─── Given records ───
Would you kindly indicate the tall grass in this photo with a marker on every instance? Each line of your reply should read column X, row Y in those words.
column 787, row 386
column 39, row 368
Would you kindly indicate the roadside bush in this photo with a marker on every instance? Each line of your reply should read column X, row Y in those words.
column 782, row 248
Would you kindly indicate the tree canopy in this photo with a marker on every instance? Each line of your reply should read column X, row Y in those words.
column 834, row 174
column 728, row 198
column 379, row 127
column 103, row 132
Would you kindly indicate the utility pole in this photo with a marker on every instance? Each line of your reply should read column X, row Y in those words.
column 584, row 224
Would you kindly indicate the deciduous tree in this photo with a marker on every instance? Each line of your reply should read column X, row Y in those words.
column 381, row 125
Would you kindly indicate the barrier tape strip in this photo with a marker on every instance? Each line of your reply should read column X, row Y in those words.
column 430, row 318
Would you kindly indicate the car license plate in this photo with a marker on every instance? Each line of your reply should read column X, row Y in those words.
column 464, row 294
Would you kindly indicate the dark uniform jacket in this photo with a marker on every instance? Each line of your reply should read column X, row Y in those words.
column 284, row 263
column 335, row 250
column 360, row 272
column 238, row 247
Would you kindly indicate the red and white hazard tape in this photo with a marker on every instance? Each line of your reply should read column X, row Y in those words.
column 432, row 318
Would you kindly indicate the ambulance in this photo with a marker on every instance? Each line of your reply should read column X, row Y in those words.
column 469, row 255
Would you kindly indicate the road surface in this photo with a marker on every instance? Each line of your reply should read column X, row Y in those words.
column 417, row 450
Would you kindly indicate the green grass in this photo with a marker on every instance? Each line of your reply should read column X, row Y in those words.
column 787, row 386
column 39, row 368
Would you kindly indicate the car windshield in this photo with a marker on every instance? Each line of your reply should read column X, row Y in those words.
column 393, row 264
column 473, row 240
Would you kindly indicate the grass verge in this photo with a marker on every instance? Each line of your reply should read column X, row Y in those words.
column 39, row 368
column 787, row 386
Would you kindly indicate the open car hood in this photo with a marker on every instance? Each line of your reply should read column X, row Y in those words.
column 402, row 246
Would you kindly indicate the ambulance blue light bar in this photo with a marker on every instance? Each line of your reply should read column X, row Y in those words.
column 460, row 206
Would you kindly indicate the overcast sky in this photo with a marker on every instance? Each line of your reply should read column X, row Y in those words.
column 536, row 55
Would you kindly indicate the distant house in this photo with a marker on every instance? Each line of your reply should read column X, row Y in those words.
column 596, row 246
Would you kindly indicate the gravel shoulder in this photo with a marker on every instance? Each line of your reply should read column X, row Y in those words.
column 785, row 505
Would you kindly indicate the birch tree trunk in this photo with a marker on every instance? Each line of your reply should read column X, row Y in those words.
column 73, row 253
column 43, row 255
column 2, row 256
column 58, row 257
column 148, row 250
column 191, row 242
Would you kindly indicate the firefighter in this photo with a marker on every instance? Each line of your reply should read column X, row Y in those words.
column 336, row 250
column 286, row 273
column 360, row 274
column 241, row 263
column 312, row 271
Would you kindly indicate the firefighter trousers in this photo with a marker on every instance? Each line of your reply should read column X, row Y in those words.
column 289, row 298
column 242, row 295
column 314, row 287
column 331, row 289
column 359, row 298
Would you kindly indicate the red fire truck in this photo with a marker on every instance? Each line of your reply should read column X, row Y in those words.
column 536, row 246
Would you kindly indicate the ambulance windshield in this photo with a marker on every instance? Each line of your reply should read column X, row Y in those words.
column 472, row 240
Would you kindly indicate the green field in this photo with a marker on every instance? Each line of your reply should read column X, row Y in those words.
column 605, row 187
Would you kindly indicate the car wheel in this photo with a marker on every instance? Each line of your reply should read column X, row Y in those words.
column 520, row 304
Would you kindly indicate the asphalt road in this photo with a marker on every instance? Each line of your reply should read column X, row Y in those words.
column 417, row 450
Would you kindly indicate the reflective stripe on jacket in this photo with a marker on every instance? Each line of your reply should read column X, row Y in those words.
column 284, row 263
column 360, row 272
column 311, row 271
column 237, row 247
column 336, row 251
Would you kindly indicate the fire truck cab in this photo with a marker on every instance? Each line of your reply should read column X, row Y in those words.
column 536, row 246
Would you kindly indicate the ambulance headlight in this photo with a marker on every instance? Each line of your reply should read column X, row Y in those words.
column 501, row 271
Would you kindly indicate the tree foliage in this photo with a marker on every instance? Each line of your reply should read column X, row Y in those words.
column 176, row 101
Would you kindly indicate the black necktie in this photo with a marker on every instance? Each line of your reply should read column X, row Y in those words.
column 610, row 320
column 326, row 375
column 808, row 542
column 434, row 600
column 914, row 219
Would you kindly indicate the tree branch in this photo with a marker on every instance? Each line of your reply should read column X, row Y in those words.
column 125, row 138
───
(Work required) The records above need to be retyped in full, exactly as they stand.

(Expected output)
Would you kindly indicate the tall grass in this photo with a marker on every instance? Each line of your reply should read column X, row Y in those words.
column 787, row 386
column 39, row 368
Would you kindly indicate the roadside bush in this photo with a marker on every instance? Each line of your reply should read column X, row Y in those words.
column 782, row 248
Would you kindly indicate the tree canopy in this photo with a marker on every instance? Each line of your reply should read column X, row Y in those words.
column 834, row 174
column 728, row 198
column 379, row 127
column 103, row 132
Would you kindly indicate the utility pole in this photo with a marker on every instance? Each line of your reply should read column X, row Y in those words.
column 584, row 224
Would you kindly indicate the deciduous tree in this photo with a marker on every instance? Each line of your reply should read column X, row Y in those words.
column 381, row 125
Would you kindly indicate the barrier tape strip in this photo with a marker on every instance? Each line of your reply should read column X, row Y in those words.
column 430, row 318
Would you kindly indicate the car license plate in this photo with a marker on every instance? Each line of your reply should read column X, row Y in those words.
column 464, row 294
Would you kindly indicate the dark uniform jacket in this photo with a marker on every instance? Each line of your reply should read column X, row Y in those words.
column 284, row 263
column 335, row 250
column 360, row 272
column 238, row 247
Would you kindly indicate the red and white hazard tape in this photo with a marker on every instance? Each line of your reply should read column X, row Y in those words.
column 432, row 318
Would you kindly indicate the ambulance in this photo with a marker on every instance? Each line of your reply should read column X, row Y in those words.
column 469, row 255
Would you kindly indicate the road surface in this photo with a marker on every instance? Each line of your reply should read column X, row Y in those words.
column 417, row 450
Would you kindly indicate the green grass in this photo with a marker on every instance? Each line of your reply should read column X, row Y in those words.
column 787, row 386
column 39, row 368
Would you kindly indicate the car windshield in this photo with a marker on every instance? Each line of your reply should read column X, row Y in those words.
column 393, row 264
column 473, row 240
Would you kindly indicate the grass verge in this photo with a marker on every instance? Each line of your reply should read column X, row Y in those words.
column 39, row 368
column 787, row 386
Would you kindly indicate the open car hood in this photo with a marker on every instance? Each line of your reply should read column X, row Y in those words.
column 402, row 246
Would you kindly indicate the ambulance blue light bar in this photo with a marker on every instance? Each line of your reply should read column X, row Y in those words.
column 460, row 206
Would you kindly indicate the overcast sky in this photo with a marker on every instance? Each line of your reply should read column X, row Y in those words.
column 536, row 55
Would you kindly indicate the distant house in this photo with a marker on every instance? Each line of your reply should read column X, row Y in those words.
column 596, row 246
Would you kindly indicate the gravel shoulder in this photo with a marker on every instance? Each line of your reply should read column X, row Y in those words.
column 785, row 505
Would you kindly indicate the birch tree trunk in this photo with a marker on every instance? Each line of your reply should read column X, row Y in those words.
column 73, row 253
column 43, row 255
column 2, row 256
column 58, row 257
column 148, row 250
column 191, row 242
Would you kindly indicate the firefighter in this photo with a marker on every instance? Each line of your reply should read column X, row Y in those words.
column 336, row 250
column 286, row 273
column 360, row 274
column 241, row 263
column 312, row 271
Would you kindly indicate the firefighter trousers in this photo with a marker on every instance? Each line of your reply should read column X, row Y in those words.
column 289, row 298
column 242, row 295
column 314, row 287
column 331, row 289
column 359, row 298
Would you kindly indicate the red fire truck in this photo with a marker on every instance? Each line of your reply should read column X, row Y in those words.
column 536, row 246
Would you kindly indicate the ambulance windshield in this photo with a marker on every instance? Each line of your reply should read column X, row Y in those words.
column 472, row 240
Would you kindly indicate the green field in this photo with a marker on every instance? Each line of your reply should read column X, row Y in those words.
column 605, row 187
Would you kindly indicate the car wheel in this photo with a marker on every instance? Each line of your reply should read column X, row Y in those words.
column 520, row 304
Would you kindly indicate the asphalt road in this photo with a marker on every instance? Each line of your reply should read column X, row Y in those words.
column 417, row 450
Would you kindly indicate the reflective stripe on jacket in this photo with a marker on every instance? Each line of your reply should read column X, row Y in those words.
column 284, row 263
column 360, row 272
column 311, row 271
column 237, row 247
column 336, row 251
Would you kindly indicate the fire truck cab in this photo with a marker on every instance? Each line of your reply should read column X, row Y in those words.
column 536, row 246
Would you kindly indicate the ambulance headlight in this photo with a marker on every instance? Each line of your reply should read column X, row Y in those words.
column 501, row 271
Would you kindly indicate the tree foliage in this photo with a marker on every instance? Each line of your reply should read column X, row Y in those words.
column 176, row 101
Would you kindly indicate the black necktie in this photo with a marker on every instance? Each line of your reply should read column X, row Y in those words.
column 610, row 320
column 326, row 375
column 808, row 542
column 434, row 600
column 914, row 219
Would you kindly indicate the tree branch in this photo with a marker on every instance? Each line of your reply should read column X, row Y in those words.
column 125, row 138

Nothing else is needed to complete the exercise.